» EXERCISE TASKS
a - Judge whether each of these statements agrees with the essay on television habits, answering yes or no and quoting the deciding words of the essay: (i) The Looney Tunes DVD the kids watched had been bought for them. (ii) The couple gave up watching 30 Rock. (iii) This Week was watched on Sunday mornings.
b - Carry the essay on television habits forward, starting right after its final sentence.
──────── SOURCE PASSAGE
The Second Third, Week 24: Less TV Is Good TV

Fraggarackincarklefargis…

Remember when your parents told you TV would rot your brain? I think perhaps the most compelling evidence of the truth of this statement is what passes for TV today. Those who are passionate enough about television to choose to make it their career were likely exposed to it as children, and the fact that their brains were affected negatively is evidenced by what they produce.

For example: until I rented a Looney Tunes DVD, my kids didn’t know TV cartoons were meant to be laugh-out-loud funny. Everything they had seen up to that point either A) taught them Important Life Lessons and Thinking Skills, B) counteracted A with brainless humor and bodily functions, or C) was primarily meant to sell collectible cards and toys. Bugs Bunny, Yosemite Sam, Daffy Duck, and the Roadrunner were comic revelations (not to mention the music)! They laughed until they fell from the futon, laughed until tears fell from their eyes, laughed until they hurt and begged between great gasping breaths for more.*

Then we sent the DVD back, and they returned to Blue’s Clues, Dragon Tales, Yu-Gi-Oh!, and Sponge-Bob.

Earlier in our marriage, Jodi and I watched a handful of shows regularly. Most were sitcoms: Seinfeld and Friends, the short-lived Sports Night, Mad About You, Everybody Loves Raymond. We were hooked on Alias for a few years, and I used to love This Week (with Sam Donaldson, Cokie Roberts, and George Will) each Sunday morning, just to get the juices flowing.

I remember the Seinfeld finale: how the joke was on us; how it drove home that we had spent countless hours over the past countless years watching four awful people behaving like selfish children and hurting those around them. The friends on Friends were also whiny and self-centered, and Raymond made a career out of the miseries of married life. Don’t get me wrong: I laughed at these shows — but sometimes afterward I wondered why.

Today my bride and I watch two sitcoms: The Office and Community. We used to watch 30 Rock, but found the humor less and less to our liking. Community is now in the same tailspin for me. It’s still funny at times, but some of the jokes are beginning to clog my filters. Like 30 Rock this year, next year I suspect I won’t miss missing it. The Office edges into that territory from time to time, then redeems itself…we may stick with that one.
────────────────
──────── DATA EXTRACT
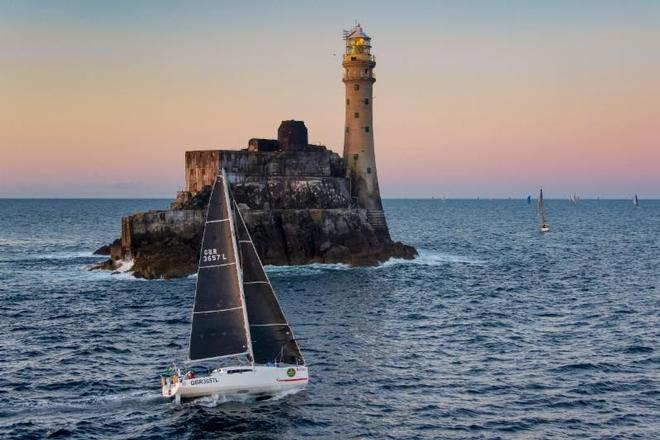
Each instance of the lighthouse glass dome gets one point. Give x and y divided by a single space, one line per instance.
358 45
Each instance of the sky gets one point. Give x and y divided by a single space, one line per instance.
472 99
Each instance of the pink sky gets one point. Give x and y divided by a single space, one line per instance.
491 102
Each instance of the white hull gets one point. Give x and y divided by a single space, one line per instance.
240 381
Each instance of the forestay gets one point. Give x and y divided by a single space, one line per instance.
219 317
272 338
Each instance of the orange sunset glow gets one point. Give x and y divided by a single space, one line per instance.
102 100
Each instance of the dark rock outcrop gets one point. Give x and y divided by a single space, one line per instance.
297 206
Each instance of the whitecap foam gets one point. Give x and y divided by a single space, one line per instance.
37 256
431 258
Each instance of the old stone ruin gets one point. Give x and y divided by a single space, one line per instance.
295 198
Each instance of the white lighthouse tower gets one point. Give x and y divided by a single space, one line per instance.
359 154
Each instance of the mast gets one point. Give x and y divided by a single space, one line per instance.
239 270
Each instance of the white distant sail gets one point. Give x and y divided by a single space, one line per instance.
543 226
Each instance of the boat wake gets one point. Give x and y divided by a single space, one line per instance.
216 400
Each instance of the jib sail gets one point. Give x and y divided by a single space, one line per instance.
272 338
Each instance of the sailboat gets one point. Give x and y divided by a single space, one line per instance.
238 326
544 227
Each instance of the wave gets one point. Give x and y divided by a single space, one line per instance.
432 258
425 258
37 256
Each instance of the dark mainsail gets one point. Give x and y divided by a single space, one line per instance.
272 338
219 317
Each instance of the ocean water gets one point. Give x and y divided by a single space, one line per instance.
495 331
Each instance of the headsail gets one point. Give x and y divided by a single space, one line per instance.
219 326
272 338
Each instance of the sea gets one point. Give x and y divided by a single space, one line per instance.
495 332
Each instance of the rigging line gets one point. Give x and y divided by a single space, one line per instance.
217 265
218 310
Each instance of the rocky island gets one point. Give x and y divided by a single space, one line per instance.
302 203
295 198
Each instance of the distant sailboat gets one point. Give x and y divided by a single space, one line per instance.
543 227
236 317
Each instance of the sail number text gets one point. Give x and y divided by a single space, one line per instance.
212 255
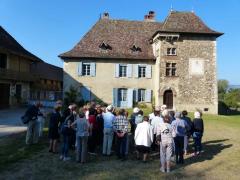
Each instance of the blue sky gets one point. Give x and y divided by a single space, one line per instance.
50 27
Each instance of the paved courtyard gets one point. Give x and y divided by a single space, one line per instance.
10 121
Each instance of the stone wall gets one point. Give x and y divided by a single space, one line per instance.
191 89
103 83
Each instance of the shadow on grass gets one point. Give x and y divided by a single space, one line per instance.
211 149
13 149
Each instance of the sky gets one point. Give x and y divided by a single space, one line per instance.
48 28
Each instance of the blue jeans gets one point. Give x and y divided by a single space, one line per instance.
65 145
179 143
121 146
197 137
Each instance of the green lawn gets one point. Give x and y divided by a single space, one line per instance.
221 159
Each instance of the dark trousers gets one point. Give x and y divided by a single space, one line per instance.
179 143
121 146
154 146
197 137
65 145
92 141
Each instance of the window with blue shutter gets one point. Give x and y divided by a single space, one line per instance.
135 95
129 70
148 95
148 71
135 70
93 69
130 98
116 70
86 93
115 97
79 69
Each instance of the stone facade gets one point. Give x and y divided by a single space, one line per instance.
190 91
181 52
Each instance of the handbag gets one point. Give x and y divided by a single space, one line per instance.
25 119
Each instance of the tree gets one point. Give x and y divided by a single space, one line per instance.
232 98
222 88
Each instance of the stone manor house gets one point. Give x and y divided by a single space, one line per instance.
125 62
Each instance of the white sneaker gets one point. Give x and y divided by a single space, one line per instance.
66 158
162 169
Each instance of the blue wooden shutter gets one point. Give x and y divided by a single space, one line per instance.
129 70
93 69
135 95
86 93
148 71
148 95
116 70
136 70
115 97
130 98
79 69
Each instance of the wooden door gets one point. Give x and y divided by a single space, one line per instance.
168 99
4 95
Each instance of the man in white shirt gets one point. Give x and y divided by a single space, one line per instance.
143 138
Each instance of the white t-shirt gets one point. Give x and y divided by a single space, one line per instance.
155 122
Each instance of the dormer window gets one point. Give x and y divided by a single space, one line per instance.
136 49
105 46
171 51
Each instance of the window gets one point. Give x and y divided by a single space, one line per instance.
86 69
3 61
122 70
141 71
141 95
171 51
170 69
122 94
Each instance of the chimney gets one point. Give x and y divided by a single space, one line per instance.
150 17
105 15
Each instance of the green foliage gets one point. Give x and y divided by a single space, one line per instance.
222 86
232 98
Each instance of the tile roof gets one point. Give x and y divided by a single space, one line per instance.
186 22
8 43
46 71
121 36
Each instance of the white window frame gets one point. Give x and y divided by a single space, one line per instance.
122 94
86 71
122 70
171 51
141 95
142 71
171 68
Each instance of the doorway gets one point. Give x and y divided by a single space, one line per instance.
168 99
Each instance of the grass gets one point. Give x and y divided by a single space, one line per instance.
221 159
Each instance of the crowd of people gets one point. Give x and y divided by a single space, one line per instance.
93 127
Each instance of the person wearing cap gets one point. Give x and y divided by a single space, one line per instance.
189 130
165 139
156 120
32 126
132 119
53 134
120 126
108 119
179 131
143 137
198 129
82 133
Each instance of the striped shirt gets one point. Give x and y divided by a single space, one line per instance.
120 124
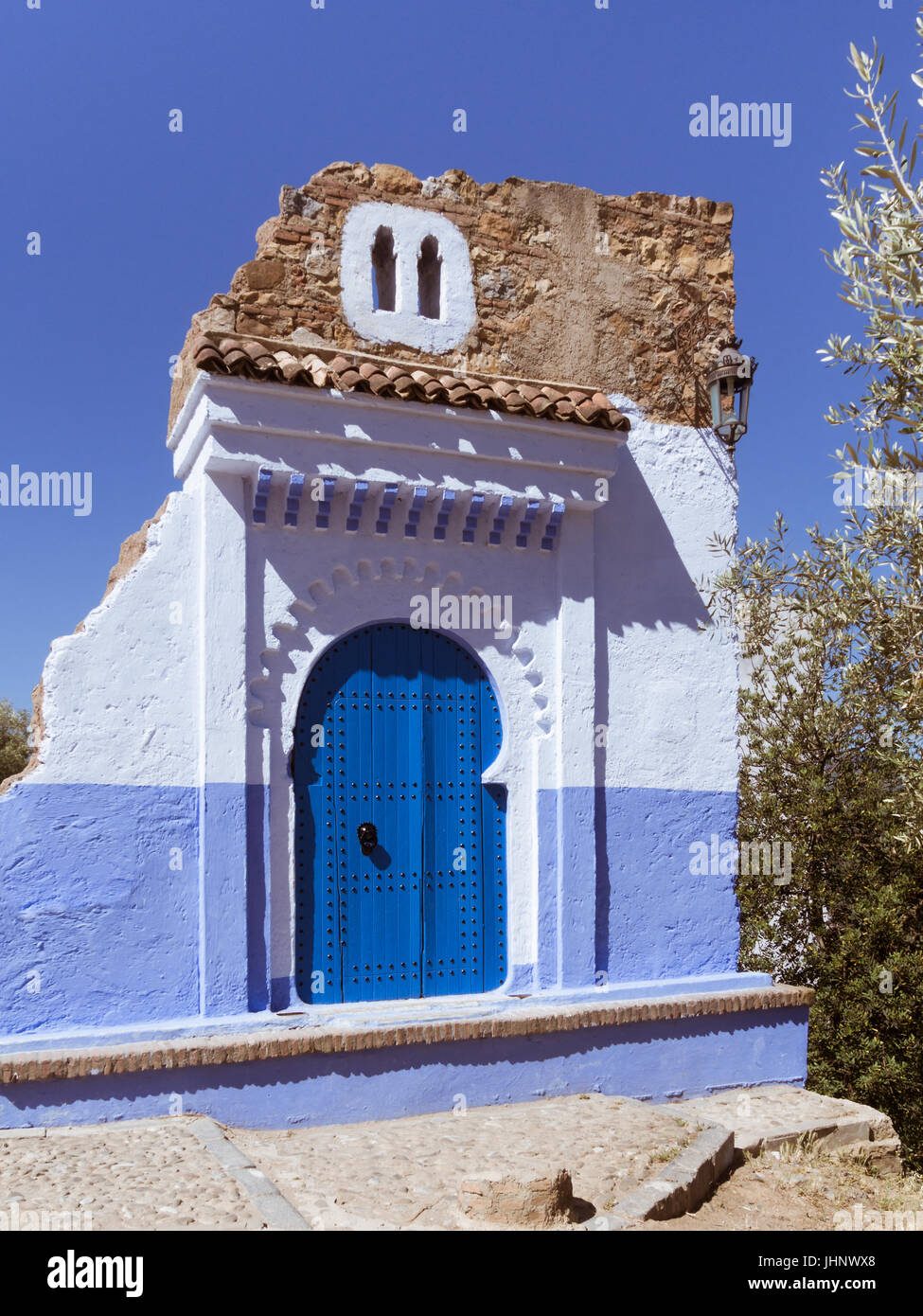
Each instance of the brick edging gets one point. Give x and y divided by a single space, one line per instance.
274 1043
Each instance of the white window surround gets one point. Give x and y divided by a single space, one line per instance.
404 324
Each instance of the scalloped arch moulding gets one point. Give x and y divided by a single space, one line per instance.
367 594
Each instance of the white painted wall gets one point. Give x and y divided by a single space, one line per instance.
192 668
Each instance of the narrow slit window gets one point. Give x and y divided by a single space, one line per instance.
430 279
383 272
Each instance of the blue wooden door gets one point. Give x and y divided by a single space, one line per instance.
394 731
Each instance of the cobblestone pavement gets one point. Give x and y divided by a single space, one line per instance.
406 1173
120 1177
393 1174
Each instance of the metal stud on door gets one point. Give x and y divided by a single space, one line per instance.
399 847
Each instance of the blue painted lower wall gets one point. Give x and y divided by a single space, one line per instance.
633 910
99 906
656 1061
140 904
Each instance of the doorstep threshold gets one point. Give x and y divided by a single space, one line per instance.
216 1045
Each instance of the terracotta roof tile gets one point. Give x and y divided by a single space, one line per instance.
287 362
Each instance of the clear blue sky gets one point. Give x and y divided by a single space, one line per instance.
140 226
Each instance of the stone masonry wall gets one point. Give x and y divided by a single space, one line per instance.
620 293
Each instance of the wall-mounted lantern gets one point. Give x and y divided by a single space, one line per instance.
730 388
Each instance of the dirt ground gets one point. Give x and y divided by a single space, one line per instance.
805 1188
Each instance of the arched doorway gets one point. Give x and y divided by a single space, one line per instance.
400 877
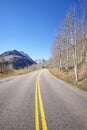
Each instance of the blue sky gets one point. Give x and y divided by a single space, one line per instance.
31 25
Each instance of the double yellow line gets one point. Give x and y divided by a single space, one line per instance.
39 104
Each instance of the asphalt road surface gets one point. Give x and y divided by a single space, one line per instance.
40 101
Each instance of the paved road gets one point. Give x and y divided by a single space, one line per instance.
39 100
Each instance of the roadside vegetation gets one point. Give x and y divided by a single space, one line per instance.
69 49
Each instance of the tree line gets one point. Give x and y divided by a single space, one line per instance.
69 48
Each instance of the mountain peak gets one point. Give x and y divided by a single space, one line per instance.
16 58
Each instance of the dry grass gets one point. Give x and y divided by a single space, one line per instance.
15 72
69 77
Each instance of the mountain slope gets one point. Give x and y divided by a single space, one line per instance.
16 59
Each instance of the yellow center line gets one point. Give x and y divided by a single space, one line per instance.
36 108
38 96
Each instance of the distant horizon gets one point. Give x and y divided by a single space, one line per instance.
25 53
31 26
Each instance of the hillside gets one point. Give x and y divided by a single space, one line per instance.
14 59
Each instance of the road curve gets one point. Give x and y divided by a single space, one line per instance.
40 99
────────────────
» ANSWERS FOR THE TASKS
a -
(i) No: "until I rented a Looney Tunes DVD"
(ii) Yes: "We used to watch 30 Rock, but found the humor less and less to our liking."
(iii) Yes: "I used to love This Week (with Sam Donaldson, Cokie Roberts, and George Will) each Sunday morning"

b -
So this spring we found another show. They hooked our whole family with a free burrito at Chipotle. (Good bait.) We watched America’s Next Great Restaurant on NBC, a reality show in which people with ideas for a restaurant competed for the chance to partner with four chef/restauranteur/investors to open a new chain of restaurants in NYC, LA, and (yes!) Minneapolis. Aside from about 43-too-many jokes about the Joey’s original name for his meatball shop (Saucy Balls, which ultimately became Brooklyn Meatball Company after the 43-too-many jokes), the show was clean, the food was good, the winner had a great story: his father rescued him from a bad spot with his mother when he was little, and the soul food recipes that helped him win were his Dad’s. The winner was the favorite of all of us except Trevor (he was Trevor’s second pick); a great cheer went up in the Thorp house when he won; and Emma has asked that her belated birthday dinner be at the new Soul Daddy in Mall of America.

And now it’s over. We enjoy a few other shows that we watch online or on demand — History Channel’s American Pickers and Top Shot and Travel Channel’s Man v. Food, in particular. They are fun, interesting, educational…but they insist (in the case of Pickers and MvF) to edge toward adult humor at least once an episode, or (in the case of Top Shot), machismo and obscenities (bleeped and unbleeped). I used to watch Nature on PBS as a kid, which was narrated with a sense of wonder and mystery; the recent LIFE series on Discovery Channel (with Oprah narrating) seemed to relish describing the mating habits of the creatures they filmed as though both the subjects and audience were lusty teenagers.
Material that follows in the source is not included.